--- Start of Excerpted records ---

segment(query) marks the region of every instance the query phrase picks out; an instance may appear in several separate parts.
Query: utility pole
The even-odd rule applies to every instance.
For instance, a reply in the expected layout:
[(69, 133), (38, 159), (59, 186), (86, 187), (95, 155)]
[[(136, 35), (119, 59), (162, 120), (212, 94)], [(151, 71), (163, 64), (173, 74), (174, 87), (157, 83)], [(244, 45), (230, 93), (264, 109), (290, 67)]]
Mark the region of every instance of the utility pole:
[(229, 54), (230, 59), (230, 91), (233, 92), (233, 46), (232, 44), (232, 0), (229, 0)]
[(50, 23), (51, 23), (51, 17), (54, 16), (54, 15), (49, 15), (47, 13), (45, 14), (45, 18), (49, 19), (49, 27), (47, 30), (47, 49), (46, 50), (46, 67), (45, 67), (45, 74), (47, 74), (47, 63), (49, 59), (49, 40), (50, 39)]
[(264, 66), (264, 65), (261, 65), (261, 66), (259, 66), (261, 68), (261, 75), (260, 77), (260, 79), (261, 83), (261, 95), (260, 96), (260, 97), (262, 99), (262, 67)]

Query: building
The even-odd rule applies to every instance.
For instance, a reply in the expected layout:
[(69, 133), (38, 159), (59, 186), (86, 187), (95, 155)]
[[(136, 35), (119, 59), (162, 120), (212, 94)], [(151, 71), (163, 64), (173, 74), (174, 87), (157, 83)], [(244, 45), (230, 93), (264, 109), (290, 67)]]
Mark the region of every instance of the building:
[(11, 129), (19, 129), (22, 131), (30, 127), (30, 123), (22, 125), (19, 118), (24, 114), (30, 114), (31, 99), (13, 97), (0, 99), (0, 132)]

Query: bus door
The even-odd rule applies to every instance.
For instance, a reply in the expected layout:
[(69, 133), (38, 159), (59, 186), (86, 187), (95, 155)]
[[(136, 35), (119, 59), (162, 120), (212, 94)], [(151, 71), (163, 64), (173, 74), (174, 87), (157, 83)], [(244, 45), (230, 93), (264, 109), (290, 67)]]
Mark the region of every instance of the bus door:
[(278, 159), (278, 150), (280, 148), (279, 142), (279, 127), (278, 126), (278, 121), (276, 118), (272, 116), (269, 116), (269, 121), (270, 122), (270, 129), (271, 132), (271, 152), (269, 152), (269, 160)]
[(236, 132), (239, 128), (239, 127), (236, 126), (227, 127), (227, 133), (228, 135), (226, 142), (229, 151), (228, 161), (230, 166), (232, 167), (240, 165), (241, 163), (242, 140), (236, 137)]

--- End of Excerpted records ---

- [Short task] Reproduce every one of the lines above exactly, with no changes.

- [In response]
segment(query) marks the region of every instance the query phrase picks out; an instance may appear in several separate parts.
Query: utility pole
The even-odd rule applies to every instance.
For instance, a reply in the expected layout:
[(69, 133), (38, 159), (59, 186), (86, 187), (95, 155)]
[[(136, 35), (119, 59), (162, 120), (212, 94)], [(151, 71), (163, 64), (173, 74), (174, 87), (157, 83)], [(244, 45), (230, 93), (264, 109), (290, 67)]]
Mark the region of every instance of the utility pole:
[(229, 54), (230, 59), (230, 91), (233, 92), (233, 46), (232, 44), (232, 0), (229, 0)]
[(50, 23), (51, 23), (51, 17), (54, 16), (54, 15), (49, 15), (47, 13), (45, 14), (45, 18), (49, 19), (49, 27), (47, 30), (47, 49), (46, 50), (46, 67), (45, 67), (45, 74), (47, 74), (47, 63), (49, 59), (49, 40), (50, 39)]
[(264, 66), (264, 65), (261, 65), (261, 66), (259, 66), (261, 68), (261, 75), (260, 77), (260, 79), (261, 83), (261, 95), (260, 96), (260, 97), (262, 99), (262, 67)]

Query: building
The even-odd rule applies to every instance.
For instance, a reply in the expected layout:
[(69, 133), (38, 159), (59, 186), (86, 187), (95, 155)]
[[(136, 35), (119, 59), (162, 120), (212, 94)], [(151, 71), (163, 64), (173, 74), (174, 87), (157, 83)], [(244, 45), (230, 93), (264, 109), (290, 67)]]
Mark the region of every instance of the building:
[(11, 129), (19, 129), (22, 131), (30, 127), (30, 123), (22, 125), (19, 118), (24, 114), (30, 114), (31, 99), (13, 97), (0, 99), (0, 132)]

Query: bus door
The even-odd rule applies to every instance.
For instance, a reply in the expected layout:
[(69, 133), (38, 159), (59, 186), (86, 187), (95, 155)]
[[(136, 35), (119, 59), (162, 120), (212, 94)], [(151, 71), (163, 64), (173, 74), (174, 87), (157, 83)], [(244, 45), (230, 93), (264, 109), (290, 67)]]
Mark the region of every instance of the bus door:
[(278, 159), (278, 150), (280, 148), (279, 142), (279, 127), (278, 126), (278, 121), (276, 118), (272, 116), (269, 116), (269, 121), (270, 122), (270, 129), (271, 132), (271, 152), (269, 152), (269, 160)]
[(236, 132), (239, 128), (239, 127), (236, 126), (227, 127), (227, 133), (228, 135), (226, 142), (229, 151), (228, 161), (230, 166), (232, 167), (240, 165), (241, 163), (242, 140), (236, 137)]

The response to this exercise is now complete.